## Source passage
------------------------

Agent Templates

This section contains a cookbook of user-defined code examples, which can be helpful for expediting Agent definition.

Conditional execution

The execute function in user-defined code for every Agent type can return None to skip execution. This can be useful for conditional execution based on the state of the system or the data being processed.

Watch for files locally and run Flow

In the user-defined function for Agents executing Flows, the get_param_mapping function is run whenever a file is added or modified in the directory that the Agent is watching. The execute function is run whenever all files are observed. The get_param_mapping function is used to specify the parameters to be passed to the Flow, and the execute function specifies the input files and parameters to the Flow that is executed.

Below is a skeleton example for the user-defined code with associated types:

from collections.abc import Callable

def fp(watch_dir: str, parent_dir: str, pattern: str) -> Callable[[str], bool]:
    """
    This function returns a function that performs pattern matching against a file path.
    Use this function as a template for creating your own pattern matching functions, which
    you can then use in the values of the return object in the get_param_mapping function.

    Returns
    -------
    Callable[[str], bool]
        Function that takes a file as input and returns True if the file matches the pattern.
    """
    pass

def get_param_mapping(
    watch_dir: str,
    parent_dir: str = "",
    file_name: str = "",
    modified_time: str = "",
    body: bytes = bytes(),
) -> dict[str, Callable[[str], bool]]:
    """
    This function is called when a file is added or modified in the watch directory.
    Modify this function to capture the files you want to trigger the flow;
    the function should return a dictionary where the keys are <node name>.<param name>
    and values are functions for performing pattern matching against the target file.

------------------------

## Given information
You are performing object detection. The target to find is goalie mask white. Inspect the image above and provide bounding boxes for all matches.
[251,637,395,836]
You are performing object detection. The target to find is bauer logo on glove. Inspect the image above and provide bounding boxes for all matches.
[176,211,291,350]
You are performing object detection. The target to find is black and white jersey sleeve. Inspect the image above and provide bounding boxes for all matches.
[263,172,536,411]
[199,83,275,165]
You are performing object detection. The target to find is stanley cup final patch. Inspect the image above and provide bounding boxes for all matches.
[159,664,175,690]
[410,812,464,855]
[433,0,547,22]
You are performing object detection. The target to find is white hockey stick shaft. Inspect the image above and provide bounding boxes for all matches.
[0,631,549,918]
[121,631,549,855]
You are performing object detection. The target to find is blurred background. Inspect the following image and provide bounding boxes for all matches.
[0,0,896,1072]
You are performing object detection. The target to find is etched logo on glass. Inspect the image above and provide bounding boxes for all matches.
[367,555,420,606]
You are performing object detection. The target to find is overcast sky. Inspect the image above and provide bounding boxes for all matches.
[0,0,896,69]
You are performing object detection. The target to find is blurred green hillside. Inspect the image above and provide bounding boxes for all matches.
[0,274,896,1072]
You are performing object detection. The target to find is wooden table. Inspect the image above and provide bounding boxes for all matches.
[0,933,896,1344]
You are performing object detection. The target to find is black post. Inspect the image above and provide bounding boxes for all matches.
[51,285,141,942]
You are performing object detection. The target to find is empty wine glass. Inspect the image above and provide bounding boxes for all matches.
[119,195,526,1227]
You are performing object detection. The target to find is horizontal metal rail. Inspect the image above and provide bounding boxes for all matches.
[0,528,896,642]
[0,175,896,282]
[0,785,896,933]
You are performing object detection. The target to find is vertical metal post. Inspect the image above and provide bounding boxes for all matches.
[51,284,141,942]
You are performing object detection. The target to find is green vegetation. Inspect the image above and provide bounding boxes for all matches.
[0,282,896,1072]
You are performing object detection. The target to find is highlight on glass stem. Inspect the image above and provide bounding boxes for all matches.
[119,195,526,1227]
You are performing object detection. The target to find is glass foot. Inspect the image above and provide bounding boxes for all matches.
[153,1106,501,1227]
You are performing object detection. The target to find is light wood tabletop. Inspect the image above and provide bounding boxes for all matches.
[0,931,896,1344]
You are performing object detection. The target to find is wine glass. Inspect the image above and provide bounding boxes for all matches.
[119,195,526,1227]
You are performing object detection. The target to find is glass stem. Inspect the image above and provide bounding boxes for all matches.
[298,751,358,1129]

------------------------

## Required work
a) According to the agent templates page, what value can the execute function return to skip execution?
b) Reproduce the agent templates page verbatim, starting at "Below is a skeleton" and ending at "matches the pattern.".

## Response list
a) None

b)
Below is a skeleton example for the user-defined code with associated types:

from collections.abc import Callable

def fp(watch_dir: str, parent_dir: str, pattern: str) -> Callable[[str], bool]:
    """
    This function returns a function that performs pattern matching against a file path.
    Use this function as a template for creating your own pattern matching functions, which
    you can then use in the values of the return object in the get_param_mapping function.

    Returns
    -------
    Callable[[str], bool]
        Function that takes a file as input and returns True if the file matches the pattern.